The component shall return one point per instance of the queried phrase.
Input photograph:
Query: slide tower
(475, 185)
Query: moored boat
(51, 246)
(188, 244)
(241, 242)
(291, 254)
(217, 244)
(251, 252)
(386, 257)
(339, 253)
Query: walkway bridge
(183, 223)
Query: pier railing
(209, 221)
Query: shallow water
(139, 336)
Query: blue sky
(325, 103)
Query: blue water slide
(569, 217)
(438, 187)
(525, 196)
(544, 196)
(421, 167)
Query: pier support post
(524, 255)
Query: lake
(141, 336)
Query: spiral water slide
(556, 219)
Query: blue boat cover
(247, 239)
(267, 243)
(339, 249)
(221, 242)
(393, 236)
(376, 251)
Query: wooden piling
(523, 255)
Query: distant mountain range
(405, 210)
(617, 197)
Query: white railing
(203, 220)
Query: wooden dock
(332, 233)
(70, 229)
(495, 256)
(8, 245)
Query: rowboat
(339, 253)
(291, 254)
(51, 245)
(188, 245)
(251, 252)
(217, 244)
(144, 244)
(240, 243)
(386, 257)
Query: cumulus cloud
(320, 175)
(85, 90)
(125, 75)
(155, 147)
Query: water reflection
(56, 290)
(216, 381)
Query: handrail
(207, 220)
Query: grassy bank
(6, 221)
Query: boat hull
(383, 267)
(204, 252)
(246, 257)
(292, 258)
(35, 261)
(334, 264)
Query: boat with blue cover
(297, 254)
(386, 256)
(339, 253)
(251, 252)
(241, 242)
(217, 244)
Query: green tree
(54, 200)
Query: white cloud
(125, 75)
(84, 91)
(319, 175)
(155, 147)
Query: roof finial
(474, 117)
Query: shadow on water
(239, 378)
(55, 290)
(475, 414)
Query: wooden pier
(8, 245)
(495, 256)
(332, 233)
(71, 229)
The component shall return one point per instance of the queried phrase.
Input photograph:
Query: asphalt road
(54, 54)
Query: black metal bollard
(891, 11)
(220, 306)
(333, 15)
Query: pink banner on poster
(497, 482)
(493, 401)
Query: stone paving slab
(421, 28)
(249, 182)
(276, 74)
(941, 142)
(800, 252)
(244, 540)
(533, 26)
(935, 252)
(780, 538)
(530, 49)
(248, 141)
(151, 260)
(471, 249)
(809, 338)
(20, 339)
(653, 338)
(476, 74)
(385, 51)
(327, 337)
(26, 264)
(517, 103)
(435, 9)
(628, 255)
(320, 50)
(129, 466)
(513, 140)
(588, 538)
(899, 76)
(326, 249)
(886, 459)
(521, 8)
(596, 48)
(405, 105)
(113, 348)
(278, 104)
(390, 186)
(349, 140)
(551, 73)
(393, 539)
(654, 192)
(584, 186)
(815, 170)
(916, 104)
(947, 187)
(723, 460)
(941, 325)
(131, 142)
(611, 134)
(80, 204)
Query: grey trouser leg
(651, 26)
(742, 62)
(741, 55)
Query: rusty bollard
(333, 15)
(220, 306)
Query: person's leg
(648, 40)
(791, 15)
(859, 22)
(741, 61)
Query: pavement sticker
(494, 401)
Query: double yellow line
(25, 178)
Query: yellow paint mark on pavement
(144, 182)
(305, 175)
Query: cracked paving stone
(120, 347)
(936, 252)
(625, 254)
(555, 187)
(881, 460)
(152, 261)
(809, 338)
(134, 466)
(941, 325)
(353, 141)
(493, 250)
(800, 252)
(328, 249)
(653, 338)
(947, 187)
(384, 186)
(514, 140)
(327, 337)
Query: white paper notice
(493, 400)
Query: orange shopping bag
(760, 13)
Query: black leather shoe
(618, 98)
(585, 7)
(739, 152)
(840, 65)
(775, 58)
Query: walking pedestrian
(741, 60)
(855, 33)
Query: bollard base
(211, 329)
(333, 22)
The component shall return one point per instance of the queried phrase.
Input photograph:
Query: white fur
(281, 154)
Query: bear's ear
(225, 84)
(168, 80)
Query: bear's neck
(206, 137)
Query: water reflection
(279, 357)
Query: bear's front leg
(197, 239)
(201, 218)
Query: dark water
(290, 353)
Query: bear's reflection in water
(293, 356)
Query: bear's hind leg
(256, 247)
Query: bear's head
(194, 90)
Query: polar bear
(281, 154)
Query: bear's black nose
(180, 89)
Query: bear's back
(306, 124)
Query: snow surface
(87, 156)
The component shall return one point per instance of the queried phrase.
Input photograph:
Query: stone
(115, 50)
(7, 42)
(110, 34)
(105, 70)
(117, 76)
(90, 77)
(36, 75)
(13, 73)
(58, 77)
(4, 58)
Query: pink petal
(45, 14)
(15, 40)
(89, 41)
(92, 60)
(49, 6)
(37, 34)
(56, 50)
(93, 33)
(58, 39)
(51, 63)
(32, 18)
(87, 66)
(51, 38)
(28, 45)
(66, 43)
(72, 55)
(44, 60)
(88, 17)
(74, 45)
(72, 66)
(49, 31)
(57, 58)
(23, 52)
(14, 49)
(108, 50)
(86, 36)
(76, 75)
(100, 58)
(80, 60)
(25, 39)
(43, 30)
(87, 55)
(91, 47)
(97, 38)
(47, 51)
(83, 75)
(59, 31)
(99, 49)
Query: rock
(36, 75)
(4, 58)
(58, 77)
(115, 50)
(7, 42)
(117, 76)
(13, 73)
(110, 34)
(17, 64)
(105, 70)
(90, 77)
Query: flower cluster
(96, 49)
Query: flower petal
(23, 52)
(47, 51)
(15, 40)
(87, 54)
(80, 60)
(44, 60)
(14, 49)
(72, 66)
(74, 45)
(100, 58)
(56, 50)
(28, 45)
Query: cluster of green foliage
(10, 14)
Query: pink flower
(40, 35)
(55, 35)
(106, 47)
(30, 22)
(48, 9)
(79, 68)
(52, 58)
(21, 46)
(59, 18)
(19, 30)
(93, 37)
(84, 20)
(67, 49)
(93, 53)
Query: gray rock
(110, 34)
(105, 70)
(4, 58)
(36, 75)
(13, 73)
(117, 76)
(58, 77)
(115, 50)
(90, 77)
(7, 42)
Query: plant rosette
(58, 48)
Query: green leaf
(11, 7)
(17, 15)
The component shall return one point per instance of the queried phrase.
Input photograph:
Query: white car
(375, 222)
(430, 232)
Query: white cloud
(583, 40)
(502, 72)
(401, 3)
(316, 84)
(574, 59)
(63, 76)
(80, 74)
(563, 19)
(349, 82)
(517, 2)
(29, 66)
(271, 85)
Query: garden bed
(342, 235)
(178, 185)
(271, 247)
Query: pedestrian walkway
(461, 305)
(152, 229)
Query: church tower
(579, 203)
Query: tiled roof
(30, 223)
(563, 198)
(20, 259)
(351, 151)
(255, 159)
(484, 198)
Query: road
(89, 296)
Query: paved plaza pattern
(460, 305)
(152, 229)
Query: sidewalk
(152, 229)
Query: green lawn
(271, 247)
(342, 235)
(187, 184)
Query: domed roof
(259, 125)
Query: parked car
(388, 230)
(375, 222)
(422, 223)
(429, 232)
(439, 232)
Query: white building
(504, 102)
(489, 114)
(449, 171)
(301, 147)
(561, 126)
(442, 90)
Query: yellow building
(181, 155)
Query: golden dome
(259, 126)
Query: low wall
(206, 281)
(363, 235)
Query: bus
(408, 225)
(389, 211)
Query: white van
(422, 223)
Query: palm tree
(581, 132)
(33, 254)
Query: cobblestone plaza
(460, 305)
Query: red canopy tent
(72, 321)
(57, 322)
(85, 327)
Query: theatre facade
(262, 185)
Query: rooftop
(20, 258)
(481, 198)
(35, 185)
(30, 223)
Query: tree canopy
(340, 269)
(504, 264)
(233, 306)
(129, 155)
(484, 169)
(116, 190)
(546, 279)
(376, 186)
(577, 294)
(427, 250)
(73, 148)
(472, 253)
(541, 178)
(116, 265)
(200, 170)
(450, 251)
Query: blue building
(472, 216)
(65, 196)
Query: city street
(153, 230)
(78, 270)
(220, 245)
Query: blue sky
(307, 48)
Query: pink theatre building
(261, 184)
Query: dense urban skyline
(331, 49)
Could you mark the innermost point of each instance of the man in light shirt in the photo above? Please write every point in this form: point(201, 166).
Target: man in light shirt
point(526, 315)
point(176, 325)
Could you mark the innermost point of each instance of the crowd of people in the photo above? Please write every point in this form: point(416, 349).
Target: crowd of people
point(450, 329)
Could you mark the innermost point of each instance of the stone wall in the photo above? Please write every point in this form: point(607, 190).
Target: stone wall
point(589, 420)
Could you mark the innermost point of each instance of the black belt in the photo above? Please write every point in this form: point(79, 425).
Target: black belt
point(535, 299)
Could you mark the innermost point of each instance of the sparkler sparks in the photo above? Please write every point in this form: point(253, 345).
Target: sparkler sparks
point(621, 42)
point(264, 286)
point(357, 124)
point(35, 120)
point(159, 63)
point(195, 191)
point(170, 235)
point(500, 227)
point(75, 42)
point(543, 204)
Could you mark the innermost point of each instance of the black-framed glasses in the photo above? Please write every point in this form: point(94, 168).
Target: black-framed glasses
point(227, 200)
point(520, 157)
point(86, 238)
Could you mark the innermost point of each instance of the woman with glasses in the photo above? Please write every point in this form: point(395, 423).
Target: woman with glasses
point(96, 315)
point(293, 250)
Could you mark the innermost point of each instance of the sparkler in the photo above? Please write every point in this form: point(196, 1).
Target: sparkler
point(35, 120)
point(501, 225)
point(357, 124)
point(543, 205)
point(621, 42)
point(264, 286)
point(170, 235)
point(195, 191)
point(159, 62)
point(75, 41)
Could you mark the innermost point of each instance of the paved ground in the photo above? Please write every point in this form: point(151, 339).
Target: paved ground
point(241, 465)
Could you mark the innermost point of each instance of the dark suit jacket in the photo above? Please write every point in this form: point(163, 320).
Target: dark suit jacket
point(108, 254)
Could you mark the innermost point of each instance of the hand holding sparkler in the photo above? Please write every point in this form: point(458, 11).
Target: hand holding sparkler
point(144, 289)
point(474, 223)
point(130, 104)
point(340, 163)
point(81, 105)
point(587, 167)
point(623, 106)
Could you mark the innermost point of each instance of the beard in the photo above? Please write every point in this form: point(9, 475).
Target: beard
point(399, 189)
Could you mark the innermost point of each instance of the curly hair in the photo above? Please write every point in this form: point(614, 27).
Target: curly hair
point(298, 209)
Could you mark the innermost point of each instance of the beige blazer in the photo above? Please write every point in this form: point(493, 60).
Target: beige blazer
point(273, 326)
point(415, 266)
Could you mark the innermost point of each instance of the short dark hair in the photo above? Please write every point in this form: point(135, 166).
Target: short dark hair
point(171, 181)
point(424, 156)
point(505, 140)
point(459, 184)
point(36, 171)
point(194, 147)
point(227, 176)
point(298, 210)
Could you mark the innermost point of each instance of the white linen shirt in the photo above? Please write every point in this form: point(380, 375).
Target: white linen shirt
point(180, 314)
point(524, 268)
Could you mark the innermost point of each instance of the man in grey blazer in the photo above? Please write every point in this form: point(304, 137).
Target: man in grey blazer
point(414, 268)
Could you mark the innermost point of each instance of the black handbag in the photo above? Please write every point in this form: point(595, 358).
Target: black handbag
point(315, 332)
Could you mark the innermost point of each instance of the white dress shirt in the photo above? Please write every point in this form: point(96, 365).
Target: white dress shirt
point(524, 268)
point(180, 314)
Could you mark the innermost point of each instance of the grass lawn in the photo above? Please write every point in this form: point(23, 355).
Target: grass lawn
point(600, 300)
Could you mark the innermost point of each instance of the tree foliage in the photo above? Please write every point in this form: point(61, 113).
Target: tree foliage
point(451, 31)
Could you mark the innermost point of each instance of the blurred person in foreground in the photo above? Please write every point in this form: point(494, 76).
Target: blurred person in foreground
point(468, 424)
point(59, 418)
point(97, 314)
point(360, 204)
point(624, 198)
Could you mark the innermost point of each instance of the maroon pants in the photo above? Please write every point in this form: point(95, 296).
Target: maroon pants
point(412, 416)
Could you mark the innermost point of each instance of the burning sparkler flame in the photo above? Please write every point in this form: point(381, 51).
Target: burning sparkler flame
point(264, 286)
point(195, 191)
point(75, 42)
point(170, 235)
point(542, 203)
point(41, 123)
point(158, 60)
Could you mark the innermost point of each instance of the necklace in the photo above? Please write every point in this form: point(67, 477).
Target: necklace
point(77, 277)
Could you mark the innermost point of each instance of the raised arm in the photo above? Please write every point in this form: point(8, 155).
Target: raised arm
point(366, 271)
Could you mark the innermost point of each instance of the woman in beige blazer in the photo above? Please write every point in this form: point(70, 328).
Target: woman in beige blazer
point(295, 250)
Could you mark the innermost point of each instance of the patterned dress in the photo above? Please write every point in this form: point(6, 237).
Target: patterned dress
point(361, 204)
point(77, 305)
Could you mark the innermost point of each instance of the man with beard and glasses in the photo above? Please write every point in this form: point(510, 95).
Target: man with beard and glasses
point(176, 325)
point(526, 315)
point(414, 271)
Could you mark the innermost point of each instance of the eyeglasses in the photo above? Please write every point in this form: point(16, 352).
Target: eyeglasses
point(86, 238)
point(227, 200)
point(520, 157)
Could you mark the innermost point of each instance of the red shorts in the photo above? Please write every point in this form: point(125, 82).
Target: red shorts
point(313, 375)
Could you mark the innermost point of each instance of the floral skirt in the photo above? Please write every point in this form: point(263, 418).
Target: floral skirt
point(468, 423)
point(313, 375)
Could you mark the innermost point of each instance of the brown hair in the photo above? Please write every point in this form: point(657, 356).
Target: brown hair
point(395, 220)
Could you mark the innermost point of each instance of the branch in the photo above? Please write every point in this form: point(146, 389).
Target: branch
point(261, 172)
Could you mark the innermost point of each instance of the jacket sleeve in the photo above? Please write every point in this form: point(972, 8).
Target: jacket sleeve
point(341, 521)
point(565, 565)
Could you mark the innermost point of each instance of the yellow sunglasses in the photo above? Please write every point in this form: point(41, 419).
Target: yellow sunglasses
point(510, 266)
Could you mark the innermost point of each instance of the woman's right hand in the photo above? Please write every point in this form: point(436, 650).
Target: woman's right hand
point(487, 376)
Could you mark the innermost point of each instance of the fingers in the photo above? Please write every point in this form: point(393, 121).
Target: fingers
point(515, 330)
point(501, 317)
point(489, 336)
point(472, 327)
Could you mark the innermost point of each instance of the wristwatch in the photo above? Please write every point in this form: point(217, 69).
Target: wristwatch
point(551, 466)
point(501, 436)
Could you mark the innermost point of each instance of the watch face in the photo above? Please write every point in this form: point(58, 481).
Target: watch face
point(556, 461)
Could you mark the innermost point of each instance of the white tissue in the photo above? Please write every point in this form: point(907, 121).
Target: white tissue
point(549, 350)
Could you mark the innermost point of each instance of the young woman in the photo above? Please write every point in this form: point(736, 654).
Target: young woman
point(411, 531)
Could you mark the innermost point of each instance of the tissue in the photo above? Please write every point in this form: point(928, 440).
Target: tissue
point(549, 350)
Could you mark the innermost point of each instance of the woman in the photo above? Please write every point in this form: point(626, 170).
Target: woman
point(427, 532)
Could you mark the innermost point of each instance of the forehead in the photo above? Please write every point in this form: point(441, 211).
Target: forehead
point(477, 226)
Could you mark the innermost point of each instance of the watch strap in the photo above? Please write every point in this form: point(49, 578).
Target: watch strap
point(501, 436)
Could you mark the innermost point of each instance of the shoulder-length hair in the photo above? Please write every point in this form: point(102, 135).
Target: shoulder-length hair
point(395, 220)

══════

▶ WORK INSTRUCTIONS
Reproduce verbatim the portion of the data above that runs from the line containing "form: point(95, 296)." to the line containing "point(77, 277)", including both of those lines.

▶ RESULT FOR THIS EXERCISE
Could you mark the innermost point of each instance of the maroon pants in the photo above? Please write every point in this form: point(95, 296).
Target: maroon pants
point(412, 416)
Could you mark the innermost point of each instance of the burning sparkler flame in the photo above? Please write every point in this form: point(381, 51).
Target: burning sparkler flame
point(264, 286)
point(195, 191)
point(75, 42)
point(170, 235)
point(542, 203)
point(41, 123)
point(158, 60)
Could you mark the innermost point of each instance of the necklace in the photo above? Please write every point in this form: point(67, 477).
Target: necklace
point(77, 277)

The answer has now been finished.